--- start EXERCISE MATERIAL ---

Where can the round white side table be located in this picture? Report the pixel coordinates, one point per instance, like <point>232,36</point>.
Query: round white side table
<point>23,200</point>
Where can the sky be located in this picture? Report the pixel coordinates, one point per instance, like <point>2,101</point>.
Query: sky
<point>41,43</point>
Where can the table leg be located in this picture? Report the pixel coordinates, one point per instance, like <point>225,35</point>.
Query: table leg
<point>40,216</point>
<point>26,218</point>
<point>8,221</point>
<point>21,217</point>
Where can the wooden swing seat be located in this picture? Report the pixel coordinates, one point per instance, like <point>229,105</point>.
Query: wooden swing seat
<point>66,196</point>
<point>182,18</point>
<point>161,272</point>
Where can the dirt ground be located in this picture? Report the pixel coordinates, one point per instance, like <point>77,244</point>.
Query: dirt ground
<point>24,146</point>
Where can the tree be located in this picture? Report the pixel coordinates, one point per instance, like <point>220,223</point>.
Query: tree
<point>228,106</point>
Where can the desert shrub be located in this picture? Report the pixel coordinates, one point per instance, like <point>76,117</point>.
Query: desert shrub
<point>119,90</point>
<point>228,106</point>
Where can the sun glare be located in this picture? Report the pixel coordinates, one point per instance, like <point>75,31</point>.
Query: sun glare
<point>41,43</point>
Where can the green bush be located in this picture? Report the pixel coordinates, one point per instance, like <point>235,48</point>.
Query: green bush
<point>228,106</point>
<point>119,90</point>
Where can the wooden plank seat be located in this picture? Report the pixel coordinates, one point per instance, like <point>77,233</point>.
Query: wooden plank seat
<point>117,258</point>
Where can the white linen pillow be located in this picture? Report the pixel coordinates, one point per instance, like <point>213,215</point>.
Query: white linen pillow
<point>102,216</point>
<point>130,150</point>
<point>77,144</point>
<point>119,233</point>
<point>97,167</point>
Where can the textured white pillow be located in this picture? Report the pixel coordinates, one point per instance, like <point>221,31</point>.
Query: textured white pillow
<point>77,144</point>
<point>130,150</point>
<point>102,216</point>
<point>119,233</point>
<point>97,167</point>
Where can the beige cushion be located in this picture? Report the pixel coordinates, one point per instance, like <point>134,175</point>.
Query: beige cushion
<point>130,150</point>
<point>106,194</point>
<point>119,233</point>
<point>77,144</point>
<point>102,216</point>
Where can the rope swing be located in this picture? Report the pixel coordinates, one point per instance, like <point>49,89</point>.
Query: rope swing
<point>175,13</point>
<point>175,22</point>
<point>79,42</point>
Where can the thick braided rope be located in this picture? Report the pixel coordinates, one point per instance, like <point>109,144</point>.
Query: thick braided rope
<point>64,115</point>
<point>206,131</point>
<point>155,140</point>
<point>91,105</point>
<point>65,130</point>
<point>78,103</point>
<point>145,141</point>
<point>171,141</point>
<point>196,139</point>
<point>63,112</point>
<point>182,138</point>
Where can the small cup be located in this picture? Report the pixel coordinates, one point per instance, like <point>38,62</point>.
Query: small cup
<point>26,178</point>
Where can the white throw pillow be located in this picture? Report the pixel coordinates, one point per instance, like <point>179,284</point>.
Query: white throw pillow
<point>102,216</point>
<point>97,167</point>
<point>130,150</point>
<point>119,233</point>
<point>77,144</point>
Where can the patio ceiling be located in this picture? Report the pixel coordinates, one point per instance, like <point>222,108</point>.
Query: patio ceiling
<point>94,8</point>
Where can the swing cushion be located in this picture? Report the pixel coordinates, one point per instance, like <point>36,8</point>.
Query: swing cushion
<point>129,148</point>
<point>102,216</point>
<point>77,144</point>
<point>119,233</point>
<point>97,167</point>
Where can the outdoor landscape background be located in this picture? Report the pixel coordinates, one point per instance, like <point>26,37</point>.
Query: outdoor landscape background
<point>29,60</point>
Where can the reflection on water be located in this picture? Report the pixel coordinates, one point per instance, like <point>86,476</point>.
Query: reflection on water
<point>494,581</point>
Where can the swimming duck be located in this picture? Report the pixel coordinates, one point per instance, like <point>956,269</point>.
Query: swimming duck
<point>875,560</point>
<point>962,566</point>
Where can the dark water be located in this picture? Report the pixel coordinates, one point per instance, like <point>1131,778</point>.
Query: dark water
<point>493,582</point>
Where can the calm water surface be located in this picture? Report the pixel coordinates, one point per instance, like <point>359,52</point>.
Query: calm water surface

--- end EXERCISE MATERIAL ---

**WHAT THE EXERCISE ASKS:**
Repeat all of the material above verbatim.

**RESPONSE TO THE TASK:**
Where can the round white side table be located in this picture? Report the pixel coordinates, one point per instance, like <point>232,36</point>.
Query: round white side table
<point>23,200</point>
Where can the sky be located in this picture? Report the pixel coordinates, one point per instance, like <point>2,101</point>.
Query: sky
<point>41,43</point>
Where can the table leg be located in this picture? Report the pixel coordinates, one point per instance, like <point>225,35</point>.
Query: table leg
<point>40,216</point>
<point>26,218</point>
<point>8,221</point>
<point>21,217</point>
Where can the wooden swing seat be located in this picture? Report the pixel coordinates, one point per instance, like <point>229,105</point>.
Query: wooden swing seat
<point>66,196</point>
<point>182,18</point>
<point>161,272</point>
Where can the dirt ground be located in this picture? Report the pixel coordinates, one point per instance, like <point>77,244</point>.
Query: dirt ground
<point>24,146</point>
Where can the tree be located in this picture? Report the pixel coordinates, one point per instance, like <point>220,223</point>.
Query: tree
<point>228,106</point>
Where can the desert shrub be located in this picture? Report the pixel coordinates, one point per instance, like <point>76,117</point>.
Query: desert shrub
<point>119,90</point>
<point>228,106</point>
Where can the sun glare be located in this picture? Report the pixel coordinates, one point per instance, like <point>75,31</point>.
Query: sun glare
<point>41,43</point>
Where can the green bush be located in this picture? Report the pixel coordinates, one point per instance, like <point>235,48</point>.
Query: green bush
<point>228,106</point>
<point>119,90</point>
Where can the wooden plank seat be located in this picture? Report the pixel coordinates, one point per instance, like <point>77,233</point>.
Query: wooden plank seat
<point>117,258</point>
Where can the white linen pillow be located in this picture? Report the pixel coordinates, one point per instance, like <point>213,215</point>.
Query: white linen pillow
<point>102,216</point>
<point>130,150</point>
<point>77,144</point>
<point>119,233</point>
<point>97,167</point>
Where can the textured white pillow be located in this picture? Report the pixel coordinates, one point per instance, like <point>221,31</point>.
Query: textured white pillow
<point>77,144</point>
<point>130,150</point>
<point>102,216</point>
<point>119,233</point>
<point>97,167</point>
Where can the beige cushion be located in this picture? Report the pixel coordinates, one point per instance, like <point>134,175</point>.
Query: beige cushion
<point>130,150</point>
<point>106,194</point>
<point>119,233</point>
<point>77,144</point>
<point>102,216</point>
Where can the rope swing be located in this picture? Report the pixel coordinates, one point per instance, like <point>49,89</point>.
Query: rope swing
<point>175,13</point>
<point>175,22</point>
<point>79,42</point>
Where can the thick braided rope be located in this picture? Report the pixel coordinates, one point per instance, like <point>109,144</point>.
Query: thick braided rope
<point>64,115</point>
<point>206,131</point>
<point>155,140</point>
<point>91,105</point>
<point>65,130</point>
<point>78,103</point>
<point>145,141</point>
<point>171,141</point>
<point>196,139</point>
<point>63,112</point>
<point>182,138</point>
Where can the small cup be located in this picture? Report the pixel coordinates, one point per instance, like <point>38,62</point>.
Query: small cup
<point>26,178</point>
Where can the white throw pillow be located in this picture? Report the pixel coordinates, one point per instance, like <point>179,284</point>.
Query: white throw pillow
<point>102,216</point>
<point>97,167</point>
<point>130,150</point>
<point>119,233</point>
<point>77,144</point>
Where can the patio ceiling be located in this picture? Report the pixel coordinates, one point per instance, like <point>222,108</point>.
Query: patio ceiling
<point>94,8</point>
Where can the swing cushion be located in this picture? Report the pixel coordinates, one point per instance, like <point>36,8</point>.
Query: swing cushion
<point>129,148</point>
<point>102,216</point>
<point>77,144</point>
<point>119,233</point>
<point>97,167</point>
Where can the outdoor landscape background be located in this picture? Report the pixel coordinates, one point per instance, like <point>26,37</point>.
Query: outdoor landscape background
<point>29,60</point>
Where can the reflection on water be located in this picture? Report the pixel coordinates, one point per instance, like <point>86,476</point>.
Query: reflection on water
<point>494,581</point>
Where can the swimming duck be located in this picture? Report the pixel coordinates, one point per instance, like <point>956,269</point>.
Query: swimming duck
<point>875,560</point>
<point>962,566</point>
Where can the dark water be located in this picture? Report the pixel coordinates, one point per instance, like <point>1131,778</point>.
Query: dark water
<point>493,582</point>
Where can the calm water surface be located in this picture? Report the pixel coordinates, one point per instance, like <point>359,52</point>.
Query: calm water surface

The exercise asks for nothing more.